■ **Set exercise**:
Swap "Locate" for "Mark" in the stretch from the line containing "Shelf compliance check — does the background" through the end of the listing, and return only those lines with everything else unchanged.

■ **Input**:
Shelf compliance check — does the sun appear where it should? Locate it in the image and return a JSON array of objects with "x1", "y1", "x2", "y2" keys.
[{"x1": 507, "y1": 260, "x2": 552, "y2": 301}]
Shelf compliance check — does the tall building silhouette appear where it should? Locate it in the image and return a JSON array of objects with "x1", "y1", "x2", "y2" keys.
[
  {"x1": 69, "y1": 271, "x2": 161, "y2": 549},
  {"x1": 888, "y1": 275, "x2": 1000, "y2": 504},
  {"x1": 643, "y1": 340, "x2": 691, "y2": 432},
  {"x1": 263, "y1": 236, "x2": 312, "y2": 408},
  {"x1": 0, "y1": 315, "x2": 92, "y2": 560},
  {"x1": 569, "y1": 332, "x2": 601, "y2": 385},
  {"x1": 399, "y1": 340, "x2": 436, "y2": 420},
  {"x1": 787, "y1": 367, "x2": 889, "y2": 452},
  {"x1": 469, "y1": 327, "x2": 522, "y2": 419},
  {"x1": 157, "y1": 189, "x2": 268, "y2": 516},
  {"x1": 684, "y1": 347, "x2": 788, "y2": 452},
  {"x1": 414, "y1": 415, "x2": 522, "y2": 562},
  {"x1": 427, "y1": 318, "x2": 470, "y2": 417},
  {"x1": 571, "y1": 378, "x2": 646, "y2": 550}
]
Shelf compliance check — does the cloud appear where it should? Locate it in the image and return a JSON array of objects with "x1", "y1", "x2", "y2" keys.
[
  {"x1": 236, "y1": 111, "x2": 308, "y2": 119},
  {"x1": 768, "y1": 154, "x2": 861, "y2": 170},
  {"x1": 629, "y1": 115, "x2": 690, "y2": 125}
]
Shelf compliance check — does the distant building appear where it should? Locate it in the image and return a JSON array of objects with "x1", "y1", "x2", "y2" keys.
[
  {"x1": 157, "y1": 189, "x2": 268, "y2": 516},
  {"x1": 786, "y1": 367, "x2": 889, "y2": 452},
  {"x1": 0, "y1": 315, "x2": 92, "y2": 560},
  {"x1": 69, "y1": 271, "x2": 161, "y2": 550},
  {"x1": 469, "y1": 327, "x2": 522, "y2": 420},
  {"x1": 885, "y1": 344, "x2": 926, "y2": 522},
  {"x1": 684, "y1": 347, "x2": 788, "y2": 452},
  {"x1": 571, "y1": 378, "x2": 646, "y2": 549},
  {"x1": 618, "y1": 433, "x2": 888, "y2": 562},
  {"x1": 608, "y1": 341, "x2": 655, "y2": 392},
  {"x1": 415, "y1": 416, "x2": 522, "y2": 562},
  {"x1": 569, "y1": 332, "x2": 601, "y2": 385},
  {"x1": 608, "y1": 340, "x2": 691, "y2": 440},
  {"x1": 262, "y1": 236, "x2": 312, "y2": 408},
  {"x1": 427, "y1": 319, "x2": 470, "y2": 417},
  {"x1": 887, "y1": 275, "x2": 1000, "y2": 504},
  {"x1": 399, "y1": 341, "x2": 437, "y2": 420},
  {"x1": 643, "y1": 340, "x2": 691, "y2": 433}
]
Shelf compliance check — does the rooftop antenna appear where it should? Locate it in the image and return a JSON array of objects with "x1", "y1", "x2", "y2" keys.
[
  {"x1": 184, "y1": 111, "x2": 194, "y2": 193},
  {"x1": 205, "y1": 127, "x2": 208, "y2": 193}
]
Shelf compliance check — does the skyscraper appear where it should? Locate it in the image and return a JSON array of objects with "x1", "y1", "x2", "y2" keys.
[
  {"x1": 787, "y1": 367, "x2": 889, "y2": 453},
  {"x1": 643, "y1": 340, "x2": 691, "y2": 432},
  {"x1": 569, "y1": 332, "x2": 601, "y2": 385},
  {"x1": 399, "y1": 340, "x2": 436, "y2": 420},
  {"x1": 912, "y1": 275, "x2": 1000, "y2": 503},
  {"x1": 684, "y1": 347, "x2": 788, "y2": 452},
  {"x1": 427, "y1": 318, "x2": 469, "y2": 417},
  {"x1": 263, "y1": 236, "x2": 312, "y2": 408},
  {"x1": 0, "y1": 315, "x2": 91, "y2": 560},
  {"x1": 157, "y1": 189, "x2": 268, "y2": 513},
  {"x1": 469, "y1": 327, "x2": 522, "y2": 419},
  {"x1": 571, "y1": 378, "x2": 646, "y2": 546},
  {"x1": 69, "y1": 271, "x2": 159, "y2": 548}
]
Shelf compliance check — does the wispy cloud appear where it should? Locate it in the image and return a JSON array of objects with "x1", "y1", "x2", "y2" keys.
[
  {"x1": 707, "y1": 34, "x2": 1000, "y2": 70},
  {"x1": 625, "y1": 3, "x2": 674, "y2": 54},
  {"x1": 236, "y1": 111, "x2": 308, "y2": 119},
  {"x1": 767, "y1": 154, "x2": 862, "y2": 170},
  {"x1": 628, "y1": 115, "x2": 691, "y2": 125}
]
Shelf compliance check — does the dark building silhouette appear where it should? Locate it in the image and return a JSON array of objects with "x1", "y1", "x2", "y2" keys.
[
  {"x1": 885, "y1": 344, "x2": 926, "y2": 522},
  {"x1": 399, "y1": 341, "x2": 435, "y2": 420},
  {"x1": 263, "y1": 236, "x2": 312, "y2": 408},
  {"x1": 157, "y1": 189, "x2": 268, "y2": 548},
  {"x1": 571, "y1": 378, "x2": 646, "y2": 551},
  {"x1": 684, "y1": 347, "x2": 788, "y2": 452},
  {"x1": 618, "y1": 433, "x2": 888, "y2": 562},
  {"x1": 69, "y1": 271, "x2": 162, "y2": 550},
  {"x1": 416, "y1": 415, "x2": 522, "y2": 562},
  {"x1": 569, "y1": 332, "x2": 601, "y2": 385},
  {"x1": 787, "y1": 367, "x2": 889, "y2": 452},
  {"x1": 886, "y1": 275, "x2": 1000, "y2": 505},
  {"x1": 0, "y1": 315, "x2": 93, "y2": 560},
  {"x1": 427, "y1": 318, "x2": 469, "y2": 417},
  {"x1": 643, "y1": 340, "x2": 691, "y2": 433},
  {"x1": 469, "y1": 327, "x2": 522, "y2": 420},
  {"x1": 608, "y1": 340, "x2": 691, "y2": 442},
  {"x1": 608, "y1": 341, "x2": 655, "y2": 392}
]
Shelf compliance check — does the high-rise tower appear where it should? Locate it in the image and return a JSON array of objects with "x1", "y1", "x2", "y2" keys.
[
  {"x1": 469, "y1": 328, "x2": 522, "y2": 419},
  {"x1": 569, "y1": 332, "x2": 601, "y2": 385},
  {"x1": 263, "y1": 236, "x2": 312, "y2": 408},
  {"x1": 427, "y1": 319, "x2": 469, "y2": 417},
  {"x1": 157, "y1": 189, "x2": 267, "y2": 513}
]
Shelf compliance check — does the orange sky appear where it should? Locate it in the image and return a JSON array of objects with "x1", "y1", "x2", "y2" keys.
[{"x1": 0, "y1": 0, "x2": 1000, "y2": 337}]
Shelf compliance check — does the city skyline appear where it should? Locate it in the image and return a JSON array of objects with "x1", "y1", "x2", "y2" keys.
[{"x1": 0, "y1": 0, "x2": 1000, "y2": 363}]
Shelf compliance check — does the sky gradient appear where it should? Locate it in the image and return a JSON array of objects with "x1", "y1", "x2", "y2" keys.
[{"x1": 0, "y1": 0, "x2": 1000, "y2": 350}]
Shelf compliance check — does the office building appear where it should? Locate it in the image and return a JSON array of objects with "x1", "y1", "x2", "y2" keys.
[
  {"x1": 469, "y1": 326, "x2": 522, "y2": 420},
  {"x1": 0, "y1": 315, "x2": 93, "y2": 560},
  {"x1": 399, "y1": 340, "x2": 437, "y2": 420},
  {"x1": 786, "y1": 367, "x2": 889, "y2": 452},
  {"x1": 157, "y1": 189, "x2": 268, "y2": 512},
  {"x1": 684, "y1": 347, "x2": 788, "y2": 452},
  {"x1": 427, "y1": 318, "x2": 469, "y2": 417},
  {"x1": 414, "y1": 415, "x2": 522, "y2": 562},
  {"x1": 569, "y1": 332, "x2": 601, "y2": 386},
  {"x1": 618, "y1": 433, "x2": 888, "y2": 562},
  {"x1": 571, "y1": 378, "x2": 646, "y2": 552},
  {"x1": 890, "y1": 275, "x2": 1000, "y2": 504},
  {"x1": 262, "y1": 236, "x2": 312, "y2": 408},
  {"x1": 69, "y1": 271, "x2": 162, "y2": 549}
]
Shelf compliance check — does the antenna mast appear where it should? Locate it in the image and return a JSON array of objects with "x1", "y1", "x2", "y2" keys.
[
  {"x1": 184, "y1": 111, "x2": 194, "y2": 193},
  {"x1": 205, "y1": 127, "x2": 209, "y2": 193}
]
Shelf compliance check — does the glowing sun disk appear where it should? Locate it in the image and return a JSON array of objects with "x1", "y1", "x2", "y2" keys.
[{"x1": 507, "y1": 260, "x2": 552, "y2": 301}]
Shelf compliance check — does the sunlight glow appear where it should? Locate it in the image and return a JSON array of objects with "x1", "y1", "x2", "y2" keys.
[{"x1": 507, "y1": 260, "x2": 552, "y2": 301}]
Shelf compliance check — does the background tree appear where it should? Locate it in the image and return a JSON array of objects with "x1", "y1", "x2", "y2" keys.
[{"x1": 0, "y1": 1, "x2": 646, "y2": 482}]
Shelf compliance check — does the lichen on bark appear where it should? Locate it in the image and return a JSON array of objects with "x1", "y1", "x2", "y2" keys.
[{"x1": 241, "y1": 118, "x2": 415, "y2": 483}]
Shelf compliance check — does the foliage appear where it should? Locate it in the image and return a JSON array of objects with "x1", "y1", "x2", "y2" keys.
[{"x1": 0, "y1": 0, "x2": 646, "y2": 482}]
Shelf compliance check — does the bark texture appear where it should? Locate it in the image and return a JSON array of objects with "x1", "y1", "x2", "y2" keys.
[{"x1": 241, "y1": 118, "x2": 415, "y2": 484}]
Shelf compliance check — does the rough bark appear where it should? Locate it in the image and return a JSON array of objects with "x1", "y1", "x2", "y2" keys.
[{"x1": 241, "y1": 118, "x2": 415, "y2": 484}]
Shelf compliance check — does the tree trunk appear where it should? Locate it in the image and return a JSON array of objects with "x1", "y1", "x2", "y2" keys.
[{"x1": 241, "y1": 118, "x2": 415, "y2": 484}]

■ **Answer to this exercise**:
Shelf compliance check — does the background tree appear where it should? Mark it in the image and return a JSON array of objects with "x1", "y1", "x2", "y2" keys.
[{"x1": 0, "y1": 1, "x2": 646, "y2": 482}]
Shelf compliance check — does the lichen on bark appear where it should? Mark it in the image and return a JSON array of objects with "x1", "y1", "x2", "y2" keys.
[{"x1": 241, "y1": 118, "x2": 415, "y2": 483}]
Shelf compliance check — does the foliage appear where it should? Mark it in the image and return a JSON array of objects with "x1", "y1", "x2", "y2" keys.
[{"x1": 0, "y1": 0, "x2": 646, "y2": 482}]
Shelf compliance check — does the bark texture appear where it should? Mark it in the image and return a JSON array of objects with "x1", "y1", "x2", "y2" keys.
[{"x1": 241, "y1": 118, "x2": 415, "y2": 484}]
Shelf compliance check — does the rough bark appear where it should? Mark it in the image and return a JSON array of objects with "x1", "y1", "x2", "y2" keys.
[{"x1": 241, "y1": 118, "x2": 415, "y2": 484}]
Shelf compliance check — does the tree trunk appear where it should? Mark it in the image and return a JSON array of objects with "x1", "y1", "x2", "y2" keys.
[{"x1": 241, "y1": 118, "x2": 415, "y2": 484}]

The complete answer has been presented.